SUPPLIED RECORDS:
+ + + +

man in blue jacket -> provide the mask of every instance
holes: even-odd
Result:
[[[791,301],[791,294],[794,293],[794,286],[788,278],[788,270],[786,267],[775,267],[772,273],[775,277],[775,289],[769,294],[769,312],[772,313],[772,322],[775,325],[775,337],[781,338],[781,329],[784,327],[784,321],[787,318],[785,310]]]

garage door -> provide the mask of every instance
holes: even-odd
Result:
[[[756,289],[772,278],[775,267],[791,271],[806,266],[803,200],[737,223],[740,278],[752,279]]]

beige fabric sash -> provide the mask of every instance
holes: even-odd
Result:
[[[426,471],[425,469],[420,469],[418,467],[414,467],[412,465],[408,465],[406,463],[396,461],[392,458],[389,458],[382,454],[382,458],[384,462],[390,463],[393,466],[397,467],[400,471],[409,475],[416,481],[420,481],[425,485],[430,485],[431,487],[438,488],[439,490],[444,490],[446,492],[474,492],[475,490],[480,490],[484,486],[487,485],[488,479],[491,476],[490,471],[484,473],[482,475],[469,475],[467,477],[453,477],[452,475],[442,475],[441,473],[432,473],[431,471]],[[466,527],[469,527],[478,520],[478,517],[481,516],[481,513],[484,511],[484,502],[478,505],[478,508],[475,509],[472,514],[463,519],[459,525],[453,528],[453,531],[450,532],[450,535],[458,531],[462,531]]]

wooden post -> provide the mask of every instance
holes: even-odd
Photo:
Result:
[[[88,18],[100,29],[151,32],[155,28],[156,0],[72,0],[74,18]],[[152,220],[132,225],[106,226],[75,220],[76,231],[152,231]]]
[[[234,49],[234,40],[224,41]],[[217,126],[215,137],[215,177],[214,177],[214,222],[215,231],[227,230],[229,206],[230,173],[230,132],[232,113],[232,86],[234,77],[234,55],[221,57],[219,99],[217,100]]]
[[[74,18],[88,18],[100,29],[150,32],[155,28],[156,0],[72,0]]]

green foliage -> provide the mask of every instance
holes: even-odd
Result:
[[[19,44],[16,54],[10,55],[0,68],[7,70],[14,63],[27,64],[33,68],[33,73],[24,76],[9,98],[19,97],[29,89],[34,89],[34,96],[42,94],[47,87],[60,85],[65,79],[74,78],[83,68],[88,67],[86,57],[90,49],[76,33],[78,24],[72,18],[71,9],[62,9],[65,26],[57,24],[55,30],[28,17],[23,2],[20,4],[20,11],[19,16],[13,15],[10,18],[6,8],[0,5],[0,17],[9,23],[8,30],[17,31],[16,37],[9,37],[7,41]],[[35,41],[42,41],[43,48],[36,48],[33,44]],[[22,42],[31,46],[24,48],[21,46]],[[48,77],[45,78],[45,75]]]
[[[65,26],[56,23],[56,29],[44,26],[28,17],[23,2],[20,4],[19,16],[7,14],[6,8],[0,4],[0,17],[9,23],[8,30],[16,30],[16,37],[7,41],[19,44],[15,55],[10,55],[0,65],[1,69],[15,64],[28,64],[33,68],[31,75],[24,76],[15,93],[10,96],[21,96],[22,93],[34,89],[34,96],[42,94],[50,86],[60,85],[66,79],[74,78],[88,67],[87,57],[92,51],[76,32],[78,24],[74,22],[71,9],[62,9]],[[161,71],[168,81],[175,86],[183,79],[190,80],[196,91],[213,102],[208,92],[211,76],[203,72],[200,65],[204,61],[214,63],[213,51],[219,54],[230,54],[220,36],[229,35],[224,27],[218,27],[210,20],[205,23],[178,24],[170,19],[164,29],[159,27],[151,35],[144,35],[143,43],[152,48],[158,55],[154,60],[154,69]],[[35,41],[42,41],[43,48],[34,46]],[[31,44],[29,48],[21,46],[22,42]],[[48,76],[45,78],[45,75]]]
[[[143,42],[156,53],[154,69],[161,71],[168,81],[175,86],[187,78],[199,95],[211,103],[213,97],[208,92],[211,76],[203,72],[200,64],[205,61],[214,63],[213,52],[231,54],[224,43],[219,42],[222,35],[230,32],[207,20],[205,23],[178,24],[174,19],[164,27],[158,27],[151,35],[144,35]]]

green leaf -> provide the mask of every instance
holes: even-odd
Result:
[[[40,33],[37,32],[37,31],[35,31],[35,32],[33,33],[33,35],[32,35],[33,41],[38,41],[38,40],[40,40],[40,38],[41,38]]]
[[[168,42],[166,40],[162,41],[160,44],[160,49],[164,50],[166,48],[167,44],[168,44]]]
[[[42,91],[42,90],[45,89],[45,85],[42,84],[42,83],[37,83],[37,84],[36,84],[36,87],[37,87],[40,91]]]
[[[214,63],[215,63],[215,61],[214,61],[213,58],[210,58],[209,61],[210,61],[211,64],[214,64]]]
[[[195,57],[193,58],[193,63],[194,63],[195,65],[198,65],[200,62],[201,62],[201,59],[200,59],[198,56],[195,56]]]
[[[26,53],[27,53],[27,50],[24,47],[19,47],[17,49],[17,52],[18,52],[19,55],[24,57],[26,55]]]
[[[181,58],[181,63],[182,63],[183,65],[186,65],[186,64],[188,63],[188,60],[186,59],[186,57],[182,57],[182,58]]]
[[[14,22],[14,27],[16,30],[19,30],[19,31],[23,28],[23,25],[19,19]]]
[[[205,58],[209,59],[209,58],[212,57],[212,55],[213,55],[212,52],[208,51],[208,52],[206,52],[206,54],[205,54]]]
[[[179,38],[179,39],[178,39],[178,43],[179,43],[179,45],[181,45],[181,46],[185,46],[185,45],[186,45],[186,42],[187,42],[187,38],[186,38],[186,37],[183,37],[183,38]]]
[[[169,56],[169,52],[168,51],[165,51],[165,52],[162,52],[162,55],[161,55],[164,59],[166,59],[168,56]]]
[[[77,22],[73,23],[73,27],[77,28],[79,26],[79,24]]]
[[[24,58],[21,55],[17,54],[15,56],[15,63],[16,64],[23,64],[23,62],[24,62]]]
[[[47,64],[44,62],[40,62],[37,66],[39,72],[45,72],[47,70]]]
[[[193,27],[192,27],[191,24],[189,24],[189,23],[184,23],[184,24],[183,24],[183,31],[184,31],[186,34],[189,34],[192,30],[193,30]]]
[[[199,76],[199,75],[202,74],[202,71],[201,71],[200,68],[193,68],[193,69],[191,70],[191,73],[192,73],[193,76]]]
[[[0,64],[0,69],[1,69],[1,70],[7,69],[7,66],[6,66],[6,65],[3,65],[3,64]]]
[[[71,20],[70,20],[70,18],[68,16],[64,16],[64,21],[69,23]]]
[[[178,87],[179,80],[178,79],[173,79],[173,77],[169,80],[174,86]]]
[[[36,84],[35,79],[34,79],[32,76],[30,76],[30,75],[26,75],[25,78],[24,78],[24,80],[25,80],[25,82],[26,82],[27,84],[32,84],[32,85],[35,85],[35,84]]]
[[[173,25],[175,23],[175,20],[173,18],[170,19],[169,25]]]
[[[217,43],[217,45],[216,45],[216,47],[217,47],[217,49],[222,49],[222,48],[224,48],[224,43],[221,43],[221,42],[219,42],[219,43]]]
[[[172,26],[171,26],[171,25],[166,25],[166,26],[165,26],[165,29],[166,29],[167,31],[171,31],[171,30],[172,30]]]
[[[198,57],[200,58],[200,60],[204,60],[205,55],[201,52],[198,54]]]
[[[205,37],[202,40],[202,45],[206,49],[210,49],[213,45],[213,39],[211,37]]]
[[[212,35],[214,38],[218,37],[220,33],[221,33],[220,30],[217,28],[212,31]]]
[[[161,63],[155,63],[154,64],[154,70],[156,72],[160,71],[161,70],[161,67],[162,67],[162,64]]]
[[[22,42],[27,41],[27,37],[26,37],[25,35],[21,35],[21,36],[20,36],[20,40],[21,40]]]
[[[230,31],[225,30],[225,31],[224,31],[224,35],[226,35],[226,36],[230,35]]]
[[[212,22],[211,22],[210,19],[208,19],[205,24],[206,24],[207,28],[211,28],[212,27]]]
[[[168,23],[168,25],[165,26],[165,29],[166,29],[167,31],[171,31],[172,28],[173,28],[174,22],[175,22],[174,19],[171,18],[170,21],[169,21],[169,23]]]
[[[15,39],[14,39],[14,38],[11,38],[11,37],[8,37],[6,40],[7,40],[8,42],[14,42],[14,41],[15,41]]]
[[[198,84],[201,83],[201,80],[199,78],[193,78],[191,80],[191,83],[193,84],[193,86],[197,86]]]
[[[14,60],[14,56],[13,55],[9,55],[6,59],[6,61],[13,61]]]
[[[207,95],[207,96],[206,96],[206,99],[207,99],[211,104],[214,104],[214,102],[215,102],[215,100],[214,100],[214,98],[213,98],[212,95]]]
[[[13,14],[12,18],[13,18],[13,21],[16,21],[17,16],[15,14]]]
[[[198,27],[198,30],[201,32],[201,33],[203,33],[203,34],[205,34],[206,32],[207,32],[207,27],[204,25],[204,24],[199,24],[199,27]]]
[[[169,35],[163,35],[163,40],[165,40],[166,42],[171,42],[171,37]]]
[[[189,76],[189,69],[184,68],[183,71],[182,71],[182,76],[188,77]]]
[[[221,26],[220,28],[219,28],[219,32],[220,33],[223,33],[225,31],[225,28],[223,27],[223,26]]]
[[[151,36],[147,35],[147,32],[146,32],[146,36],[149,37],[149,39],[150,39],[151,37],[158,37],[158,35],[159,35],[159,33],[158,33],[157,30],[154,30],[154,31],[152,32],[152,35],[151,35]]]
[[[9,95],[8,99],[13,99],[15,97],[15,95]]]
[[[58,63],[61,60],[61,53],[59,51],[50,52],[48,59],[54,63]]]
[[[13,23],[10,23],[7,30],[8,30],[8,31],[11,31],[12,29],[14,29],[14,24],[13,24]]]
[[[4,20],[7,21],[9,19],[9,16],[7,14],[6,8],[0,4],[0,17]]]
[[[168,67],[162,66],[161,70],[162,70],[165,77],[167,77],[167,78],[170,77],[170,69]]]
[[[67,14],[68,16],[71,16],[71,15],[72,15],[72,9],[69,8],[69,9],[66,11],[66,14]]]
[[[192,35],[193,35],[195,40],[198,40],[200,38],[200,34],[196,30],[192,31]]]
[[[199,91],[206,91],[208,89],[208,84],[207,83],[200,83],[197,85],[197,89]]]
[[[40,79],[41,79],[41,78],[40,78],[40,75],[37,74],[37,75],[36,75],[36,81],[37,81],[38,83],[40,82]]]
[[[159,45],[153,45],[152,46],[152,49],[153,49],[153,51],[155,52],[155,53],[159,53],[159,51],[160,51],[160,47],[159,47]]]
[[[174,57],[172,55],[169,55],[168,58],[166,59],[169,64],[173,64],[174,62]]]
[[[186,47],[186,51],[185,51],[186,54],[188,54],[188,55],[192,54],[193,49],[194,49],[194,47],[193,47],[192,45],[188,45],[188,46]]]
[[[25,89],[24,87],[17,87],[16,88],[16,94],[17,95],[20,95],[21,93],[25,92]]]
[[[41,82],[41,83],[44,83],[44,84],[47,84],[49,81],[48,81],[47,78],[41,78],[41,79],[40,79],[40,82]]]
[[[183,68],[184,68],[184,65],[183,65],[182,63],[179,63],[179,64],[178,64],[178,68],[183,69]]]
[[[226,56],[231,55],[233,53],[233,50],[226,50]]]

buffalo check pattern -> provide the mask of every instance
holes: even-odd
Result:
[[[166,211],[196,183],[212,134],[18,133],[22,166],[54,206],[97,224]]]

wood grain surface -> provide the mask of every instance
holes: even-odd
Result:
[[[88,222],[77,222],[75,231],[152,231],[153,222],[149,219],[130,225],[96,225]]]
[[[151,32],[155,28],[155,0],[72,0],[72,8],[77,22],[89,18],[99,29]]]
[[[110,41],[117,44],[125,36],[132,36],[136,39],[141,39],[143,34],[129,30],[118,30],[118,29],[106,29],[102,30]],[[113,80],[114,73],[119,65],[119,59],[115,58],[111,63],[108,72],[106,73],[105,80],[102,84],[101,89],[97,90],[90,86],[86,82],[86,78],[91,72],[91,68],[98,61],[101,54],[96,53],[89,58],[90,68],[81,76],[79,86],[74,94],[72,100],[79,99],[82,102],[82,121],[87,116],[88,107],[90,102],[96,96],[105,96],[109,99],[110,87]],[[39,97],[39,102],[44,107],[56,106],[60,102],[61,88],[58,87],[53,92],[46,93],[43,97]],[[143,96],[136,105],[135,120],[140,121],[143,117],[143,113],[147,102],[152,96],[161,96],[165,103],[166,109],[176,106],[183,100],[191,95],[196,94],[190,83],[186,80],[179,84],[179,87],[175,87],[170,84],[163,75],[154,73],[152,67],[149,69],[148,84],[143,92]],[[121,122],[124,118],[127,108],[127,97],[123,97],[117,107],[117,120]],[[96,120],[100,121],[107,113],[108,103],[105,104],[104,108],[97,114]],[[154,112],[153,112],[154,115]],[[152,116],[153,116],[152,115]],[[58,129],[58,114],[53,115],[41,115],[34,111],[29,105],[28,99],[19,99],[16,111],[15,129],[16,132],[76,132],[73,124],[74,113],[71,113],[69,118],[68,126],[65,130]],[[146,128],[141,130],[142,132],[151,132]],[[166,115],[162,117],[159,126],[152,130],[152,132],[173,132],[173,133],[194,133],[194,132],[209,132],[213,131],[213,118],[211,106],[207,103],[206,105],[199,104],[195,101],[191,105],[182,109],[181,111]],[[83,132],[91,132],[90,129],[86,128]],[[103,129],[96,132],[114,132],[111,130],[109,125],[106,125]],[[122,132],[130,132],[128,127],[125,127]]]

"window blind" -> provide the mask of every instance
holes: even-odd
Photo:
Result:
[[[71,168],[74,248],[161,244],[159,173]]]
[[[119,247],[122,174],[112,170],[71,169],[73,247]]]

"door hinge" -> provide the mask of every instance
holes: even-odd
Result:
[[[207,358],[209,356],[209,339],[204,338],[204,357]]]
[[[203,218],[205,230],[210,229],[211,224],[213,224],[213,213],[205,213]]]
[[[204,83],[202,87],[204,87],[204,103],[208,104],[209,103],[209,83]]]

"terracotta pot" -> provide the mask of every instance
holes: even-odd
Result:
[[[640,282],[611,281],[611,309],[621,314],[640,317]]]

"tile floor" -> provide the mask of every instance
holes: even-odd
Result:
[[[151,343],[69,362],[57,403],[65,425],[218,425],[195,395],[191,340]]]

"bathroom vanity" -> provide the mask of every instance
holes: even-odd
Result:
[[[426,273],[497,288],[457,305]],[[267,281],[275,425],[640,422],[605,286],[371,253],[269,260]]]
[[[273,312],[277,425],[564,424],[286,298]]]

+ + + +

Wherever "door" occurs in the entries above, copy the line it sits on.

garage door -> provide the mask of every instance
"door hinge" -> provide the mask of every instance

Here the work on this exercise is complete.